* **Given task 1**
List every crossbow company name, including former names, that the crossbow and deer hunting forum thread mentions.
* **Given task 2**
Continue the crossbow and deer hunting forum thread from its last sentence.

* **Extract provided**
____________________
Cross Bow for me. I've shot Hortons for 12+ years, dont see a reasont o change. Allthouhh I am sure Ten Points are great, they used to be Hunters, until the lawsuit forced the name change. The person that started the company used to be w/ Horton, so they may be even better.


----------



## jeffmo (Apr 7, 2004)

1st off,shoot whatever YOU feel is the best for you.the "cheating" stigma that some associate with crossbows doesn't hold water! the weapon doesn't make the hunter or make the hunt easier one way or the other.
i've alway thought that deer that came from an area where their main food source is grain does taste better than ones that have other food sources.years ago i hunted in wva for a few seasons and i thought that the deer that we brought home really tasted gamey.i could be wrong but i still prefer these pickaway county deer to any others i've had.
like the others have said,taking care of your deer after it's down will help too.get them skinned and cooled down as fast as possible.
____________________
* **Listed entries**
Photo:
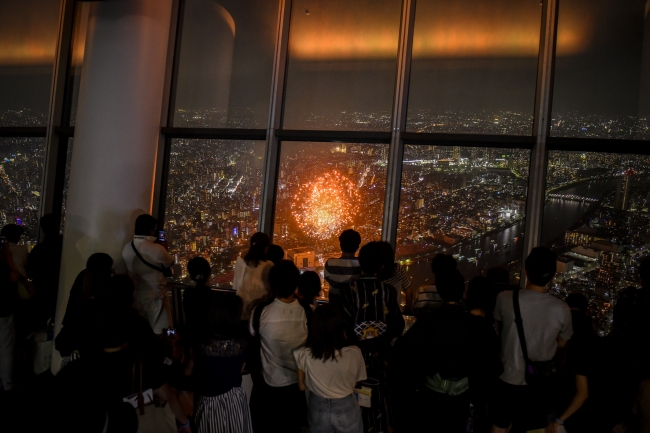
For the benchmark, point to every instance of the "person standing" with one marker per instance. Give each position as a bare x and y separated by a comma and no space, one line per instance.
373,320
148,262
345,269
251,282
546,325
330,368
43,266
280,327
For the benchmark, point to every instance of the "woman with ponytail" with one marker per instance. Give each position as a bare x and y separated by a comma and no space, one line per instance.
251,280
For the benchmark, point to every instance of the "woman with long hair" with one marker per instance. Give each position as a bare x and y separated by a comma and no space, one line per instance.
330,368
222,406
251,280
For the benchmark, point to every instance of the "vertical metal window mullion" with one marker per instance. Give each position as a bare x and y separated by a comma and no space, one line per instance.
400,103
541,127
167,113
272,152
55,144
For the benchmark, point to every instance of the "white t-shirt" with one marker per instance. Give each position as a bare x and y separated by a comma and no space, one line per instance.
332,379
251,283
149,282
283,328
544,318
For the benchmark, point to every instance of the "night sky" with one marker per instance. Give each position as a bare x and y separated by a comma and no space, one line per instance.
468,56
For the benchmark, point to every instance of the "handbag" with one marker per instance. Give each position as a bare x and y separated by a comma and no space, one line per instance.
167,272
537,372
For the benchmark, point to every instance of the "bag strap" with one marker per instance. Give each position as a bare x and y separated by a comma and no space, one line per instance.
159,269
520,325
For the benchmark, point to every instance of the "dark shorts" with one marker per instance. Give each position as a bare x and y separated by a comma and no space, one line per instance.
523,406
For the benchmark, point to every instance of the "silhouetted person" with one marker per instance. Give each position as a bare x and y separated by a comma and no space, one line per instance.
197,300
44,264
546,323
252,268
427,297
84,304
309,286
219,357
395,275
330,367
374,319
275,253
452,357
345,269
148,263
280,325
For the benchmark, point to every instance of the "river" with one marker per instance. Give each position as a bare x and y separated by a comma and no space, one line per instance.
559,216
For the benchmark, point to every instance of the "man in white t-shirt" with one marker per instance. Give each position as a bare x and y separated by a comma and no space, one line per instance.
282,328
146,270
547,326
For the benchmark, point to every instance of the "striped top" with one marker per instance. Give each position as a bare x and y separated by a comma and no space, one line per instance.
340,272
371,308
427,298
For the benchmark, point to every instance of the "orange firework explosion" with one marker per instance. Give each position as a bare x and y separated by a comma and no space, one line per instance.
331,203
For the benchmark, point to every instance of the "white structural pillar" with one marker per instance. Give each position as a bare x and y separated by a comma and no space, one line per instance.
116,134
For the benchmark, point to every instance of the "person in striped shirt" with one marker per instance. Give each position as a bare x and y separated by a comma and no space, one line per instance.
344,270
427,297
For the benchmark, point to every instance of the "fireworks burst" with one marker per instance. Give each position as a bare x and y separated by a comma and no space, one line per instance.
331,203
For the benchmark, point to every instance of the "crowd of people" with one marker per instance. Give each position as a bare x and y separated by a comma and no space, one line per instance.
482,356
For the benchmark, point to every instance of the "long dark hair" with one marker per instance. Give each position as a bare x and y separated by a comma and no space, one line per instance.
326,333
257,252
97,276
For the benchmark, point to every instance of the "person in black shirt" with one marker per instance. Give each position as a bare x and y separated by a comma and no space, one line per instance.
43,266
309,286
374,320
197,300
451,355
219,359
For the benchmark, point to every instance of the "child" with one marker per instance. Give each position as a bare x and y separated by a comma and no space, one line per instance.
330,368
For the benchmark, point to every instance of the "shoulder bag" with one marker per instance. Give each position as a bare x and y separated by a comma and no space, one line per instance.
537,372
167,272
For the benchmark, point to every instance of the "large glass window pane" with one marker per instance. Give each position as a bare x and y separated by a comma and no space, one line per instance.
465,201
602,71
342,64
212,207
21,177
474,66
226,63
323,189
28,34
596,218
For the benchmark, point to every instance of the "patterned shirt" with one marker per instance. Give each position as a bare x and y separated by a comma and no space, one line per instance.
371,309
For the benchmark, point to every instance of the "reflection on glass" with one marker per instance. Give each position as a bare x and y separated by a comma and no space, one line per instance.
77,55
28,34
21,171
602,85
66,182
465,201
342,63
596,218
474,67
226,63
323,189
212,206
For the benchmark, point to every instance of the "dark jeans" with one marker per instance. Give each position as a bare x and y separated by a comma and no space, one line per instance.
437,412
526,407
278,409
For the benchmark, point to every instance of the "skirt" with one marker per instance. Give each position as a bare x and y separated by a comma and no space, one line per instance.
224,413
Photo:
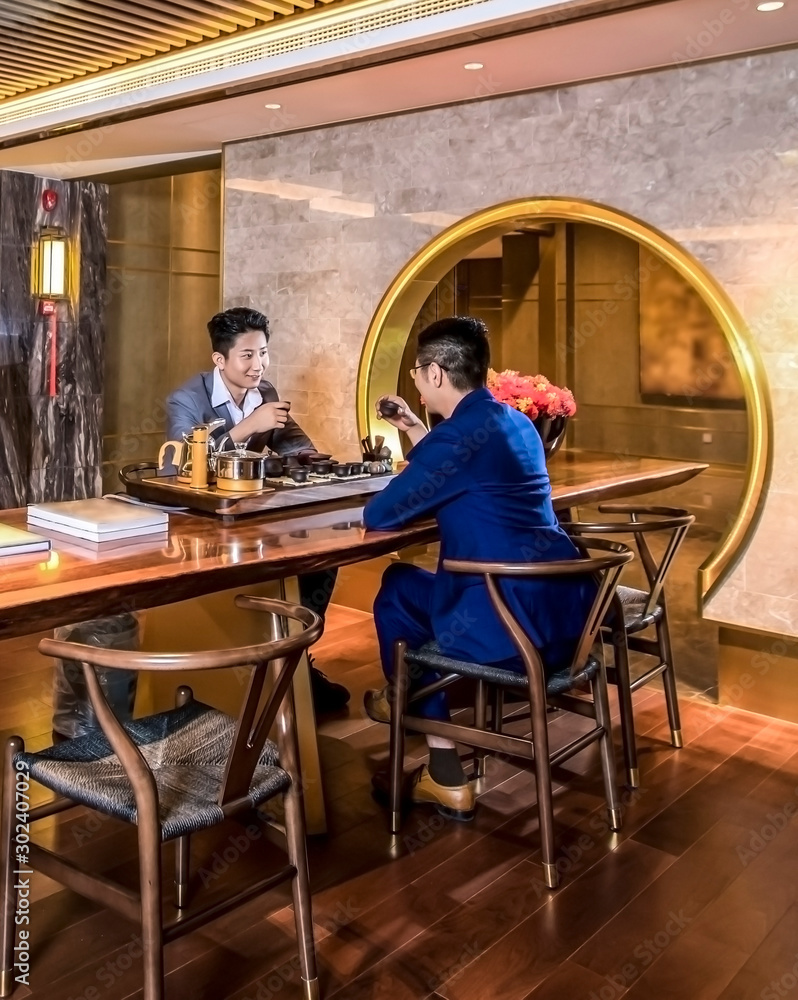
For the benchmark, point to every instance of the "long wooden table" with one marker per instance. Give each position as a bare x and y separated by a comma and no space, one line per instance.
205,556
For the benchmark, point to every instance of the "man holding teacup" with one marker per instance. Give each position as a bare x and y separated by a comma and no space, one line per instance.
237,392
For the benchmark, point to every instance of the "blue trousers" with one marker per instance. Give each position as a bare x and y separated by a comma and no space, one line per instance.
403,610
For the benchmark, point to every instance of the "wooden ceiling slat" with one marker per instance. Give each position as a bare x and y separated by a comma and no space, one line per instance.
52,64
49,74
244,15
68,51
79,22
197,14
99,44
21,78
52,41
112,15
166,18
280,6
229,10
33,50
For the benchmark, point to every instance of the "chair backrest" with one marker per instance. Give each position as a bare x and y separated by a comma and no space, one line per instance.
674,520
252,726
604,568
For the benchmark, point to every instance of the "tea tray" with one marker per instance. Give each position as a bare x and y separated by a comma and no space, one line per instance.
141,481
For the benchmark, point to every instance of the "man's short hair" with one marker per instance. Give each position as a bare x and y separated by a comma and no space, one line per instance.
225,328
460,346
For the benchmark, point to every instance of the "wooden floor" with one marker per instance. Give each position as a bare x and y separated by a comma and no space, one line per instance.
696,898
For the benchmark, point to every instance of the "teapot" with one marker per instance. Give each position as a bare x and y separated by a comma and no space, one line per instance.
181,457
197,444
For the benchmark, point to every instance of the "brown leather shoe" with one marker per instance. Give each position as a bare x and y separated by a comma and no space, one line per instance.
455,802
376,705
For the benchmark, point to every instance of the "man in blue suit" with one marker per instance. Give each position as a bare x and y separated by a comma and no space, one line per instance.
481,473
253,415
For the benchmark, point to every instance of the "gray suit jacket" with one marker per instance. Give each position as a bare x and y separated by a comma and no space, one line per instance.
191,404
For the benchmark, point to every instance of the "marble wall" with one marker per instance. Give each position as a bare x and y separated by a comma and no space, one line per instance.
317,224
50,445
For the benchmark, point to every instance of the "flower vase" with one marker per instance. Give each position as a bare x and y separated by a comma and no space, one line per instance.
551,431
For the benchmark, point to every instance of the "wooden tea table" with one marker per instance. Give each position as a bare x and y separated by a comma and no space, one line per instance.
205,556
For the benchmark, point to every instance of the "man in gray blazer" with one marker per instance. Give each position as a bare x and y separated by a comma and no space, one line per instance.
255,417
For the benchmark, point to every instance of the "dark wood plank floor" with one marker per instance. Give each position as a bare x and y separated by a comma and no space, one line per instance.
696,897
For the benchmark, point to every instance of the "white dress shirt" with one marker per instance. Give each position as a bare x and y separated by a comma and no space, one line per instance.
221,394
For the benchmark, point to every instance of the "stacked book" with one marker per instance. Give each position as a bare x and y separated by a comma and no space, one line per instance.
18,542
99,522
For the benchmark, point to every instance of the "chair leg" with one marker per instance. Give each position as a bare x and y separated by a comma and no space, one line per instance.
398,700
151,921
669,681
183,696
296,844
497,709
601,701
480,722
14,745
621,657
182,867
540,739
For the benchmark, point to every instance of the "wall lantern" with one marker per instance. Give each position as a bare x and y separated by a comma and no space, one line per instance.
51,265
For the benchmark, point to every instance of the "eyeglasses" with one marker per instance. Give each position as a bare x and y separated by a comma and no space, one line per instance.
426,365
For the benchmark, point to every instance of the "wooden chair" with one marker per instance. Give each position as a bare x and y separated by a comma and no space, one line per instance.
586,669
634,611
171,775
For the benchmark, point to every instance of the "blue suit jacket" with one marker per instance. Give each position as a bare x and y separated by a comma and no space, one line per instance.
191,404
482,474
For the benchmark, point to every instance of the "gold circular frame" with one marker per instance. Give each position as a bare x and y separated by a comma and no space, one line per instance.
391,323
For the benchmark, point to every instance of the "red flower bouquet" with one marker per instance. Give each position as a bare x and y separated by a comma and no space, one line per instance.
531,394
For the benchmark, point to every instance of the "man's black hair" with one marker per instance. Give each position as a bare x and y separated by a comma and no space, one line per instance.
460,346
225,328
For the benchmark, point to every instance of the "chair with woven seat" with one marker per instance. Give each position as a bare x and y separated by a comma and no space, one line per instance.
558,690
172,775
640,610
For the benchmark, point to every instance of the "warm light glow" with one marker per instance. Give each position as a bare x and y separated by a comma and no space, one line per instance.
50,275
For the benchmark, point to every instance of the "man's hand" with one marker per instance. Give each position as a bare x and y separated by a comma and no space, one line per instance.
403,419
266,417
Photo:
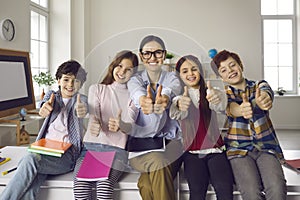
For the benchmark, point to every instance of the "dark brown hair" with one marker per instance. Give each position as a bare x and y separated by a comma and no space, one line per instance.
151,38
126,54
203,103
71,67
222,56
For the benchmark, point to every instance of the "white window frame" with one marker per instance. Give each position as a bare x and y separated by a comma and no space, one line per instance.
294,44
45,12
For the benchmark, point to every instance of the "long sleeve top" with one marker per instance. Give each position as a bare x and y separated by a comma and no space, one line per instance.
198,137
105,101
75,127
246,134
155,125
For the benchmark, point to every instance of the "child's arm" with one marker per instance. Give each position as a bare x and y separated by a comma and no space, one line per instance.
243,110
217,99
117,124
263,99
80,107
47,107
180,106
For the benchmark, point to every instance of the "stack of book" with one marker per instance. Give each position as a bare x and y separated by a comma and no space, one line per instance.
49,147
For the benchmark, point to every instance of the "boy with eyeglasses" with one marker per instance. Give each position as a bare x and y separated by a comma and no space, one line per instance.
152,91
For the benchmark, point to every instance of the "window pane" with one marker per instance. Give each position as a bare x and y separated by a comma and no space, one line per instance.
285,55
271,75
43,55
285,7
44,3
34,48
34,25
286,78
270,55
285,31
270,29
277,7
268,7
43,29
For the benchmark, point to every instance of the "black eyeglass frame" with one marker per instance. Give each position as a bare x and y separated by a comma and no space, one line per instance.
153,53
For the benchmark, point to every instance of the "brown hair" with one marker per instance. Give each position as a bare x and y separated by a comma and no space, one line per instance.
222,56
203,103
126,54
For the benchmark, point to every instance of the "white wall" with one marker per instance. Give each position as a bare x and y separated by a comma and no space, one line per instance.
82,28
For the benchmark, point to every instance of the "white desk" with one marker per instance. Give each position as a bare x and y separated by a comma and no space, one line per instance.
61,187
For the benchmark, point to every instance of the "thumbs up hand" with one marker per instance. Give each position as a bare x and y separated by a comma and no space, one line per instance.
161,101
94,125
213,95
81,108
185,101
117,124
114,123
246,108
263,99
47,107
146,102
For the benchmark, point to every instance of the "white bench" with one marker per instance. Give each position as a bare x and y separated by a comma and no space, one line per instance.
61,187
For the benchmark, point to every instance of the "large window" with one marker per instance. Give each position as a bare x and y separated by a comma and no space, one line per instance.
39,40
279,44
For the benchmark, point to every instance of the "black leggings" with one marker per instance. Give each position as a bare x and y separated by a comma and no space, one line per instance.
212,168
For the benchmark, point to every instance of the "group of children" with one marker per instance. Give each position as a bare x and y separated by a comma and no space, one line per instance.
156,121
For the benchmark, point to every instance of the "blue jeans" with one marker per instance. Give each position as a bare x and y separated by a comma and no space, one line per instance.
259,176
31,173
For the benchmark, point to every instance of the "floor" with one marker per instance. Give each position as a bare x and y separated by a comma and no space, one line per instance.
289,139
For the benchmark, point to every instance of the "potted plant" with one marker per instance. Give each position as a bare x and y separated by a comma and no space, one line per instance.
169,57
280,91
43,78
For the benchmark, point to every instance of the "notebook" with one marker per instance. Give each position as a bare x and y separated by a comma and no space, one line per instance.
96,166
50,145
44,152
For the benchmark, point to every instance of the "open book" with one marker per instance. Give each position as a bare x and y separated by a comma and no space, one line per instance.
96,166
49,147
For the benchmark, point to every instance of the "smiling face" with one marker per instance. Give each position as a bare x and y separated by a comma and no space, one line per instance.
231,72
154,62
190,74
69,85
123,71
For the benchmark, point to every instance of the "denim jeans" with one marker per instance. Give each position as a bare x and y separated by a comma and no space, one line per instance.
31,173
259,176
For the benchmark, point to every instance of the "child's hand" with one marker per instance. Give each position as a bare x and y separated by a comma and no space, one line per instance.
47,107
80,108
94,126
185,101
213,96
263,99
161,101
114,123
146,102
246,108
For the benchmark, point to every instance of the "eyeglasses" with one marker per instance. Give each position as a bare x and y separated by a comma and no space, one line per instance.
157,54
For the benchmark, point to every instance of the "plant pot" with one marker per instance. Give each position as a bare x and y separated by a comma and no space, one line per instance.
42,94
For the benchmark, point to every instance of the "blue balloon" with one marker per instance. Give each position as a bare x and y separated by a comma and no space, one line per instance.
212,53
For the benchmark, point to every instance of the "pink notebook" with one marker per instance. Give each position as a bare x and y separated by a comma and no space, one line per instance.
96,166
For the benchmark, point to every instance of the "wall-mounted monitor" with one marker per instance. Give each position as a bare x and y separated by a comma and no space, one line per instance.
16,89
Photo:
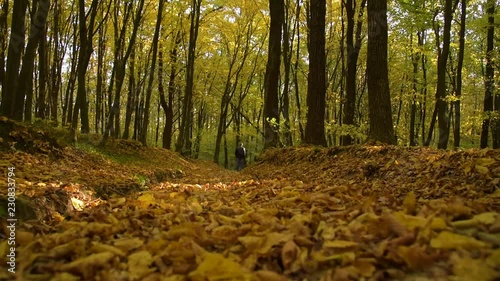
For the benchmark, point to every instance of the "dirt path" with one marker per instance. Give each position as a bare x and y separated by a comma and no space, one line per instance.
359,213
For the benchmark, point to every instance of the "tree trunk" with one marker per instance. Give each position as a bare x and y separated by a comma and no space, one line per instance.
156,36
43,69
353,48
271,80
3,46
183,144
16,48
489,81
461,49
441,103
25,89
379,99
413,111
316,86
84,53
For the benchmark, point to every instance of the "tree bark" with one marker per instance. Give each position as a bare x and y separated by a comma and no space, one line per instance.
156,36
16,48
441,103
461,50
489,79
353,48
379,99
183,144
316,86
271,79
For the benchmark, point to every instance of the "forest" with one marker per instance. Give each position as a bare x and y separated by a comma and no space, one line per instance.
199,76
372,130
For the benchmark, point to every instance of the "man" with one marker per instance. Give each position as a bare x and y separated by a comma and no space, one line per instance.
240,154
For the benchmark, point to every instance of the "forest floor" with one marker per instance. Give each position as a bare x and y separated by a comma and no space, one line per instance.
127,212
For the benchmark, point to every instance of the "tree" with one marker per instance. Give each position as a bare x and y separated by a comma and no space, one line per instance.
24,90
183,144
379,99
86,33
353,42
15,50
271,80
461,51
316,87
156,36
441,103
489,81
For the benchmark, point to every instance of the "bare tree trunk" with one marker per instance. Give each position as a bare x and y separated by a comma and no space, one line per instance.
183,144
156,36
441,103
271,80
461,49
16,48
316,86
379,99
3,46
489,81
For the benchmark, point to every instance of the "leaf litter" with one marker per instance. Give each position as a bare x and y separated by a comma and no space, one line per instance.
302,213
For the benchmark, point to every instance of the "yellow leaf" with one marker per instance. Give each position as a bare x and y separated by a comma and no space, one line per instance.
485,161
339,244
147,199
450,240
486,218
482,169
410,203
138,264
471,269
216,267
128,244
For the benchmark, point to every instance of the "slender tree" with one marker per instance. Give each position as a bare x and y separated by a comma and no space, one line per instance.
461,51
353,42
15,50
379,99
149,90
271,80
316,86
183,144
24,90
489,81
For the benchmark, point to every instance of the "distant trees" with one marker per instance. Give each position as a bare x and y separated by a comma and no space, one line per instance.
203,75
271,81
489,82
379,99
316,86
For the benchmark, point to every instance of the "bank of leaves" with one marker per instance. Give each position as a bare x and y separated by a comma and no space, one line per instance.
356,213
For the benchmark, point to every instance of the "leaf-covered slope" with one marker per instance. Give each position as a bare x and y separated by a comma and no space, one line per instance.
394,170
356,213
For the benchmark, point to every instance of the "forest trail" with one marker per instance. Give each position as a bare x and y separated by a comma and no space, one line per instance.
126,212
____________________
* **Expected output 1**
Horton, Ten Point, Hunter

* **Expected output 2**
----------



## Fish4Fun (Apr 6, 2004)

I have to agree with alot that has already been said, i hunted for several yrs with compound when i was young then just didn't have the time to devote to it and switched to a crossbow which was easy set up sight it in and get comfortable with it and thats it. Horton makes the best crossbows in my opion and you can find some great package deals on them. If your going compound then you need to go to a good shop and try (shoot) several until you find the one that fits you and you feel comfortable with. Buckeye outdoors has a large selection and indoor range were you can try them out.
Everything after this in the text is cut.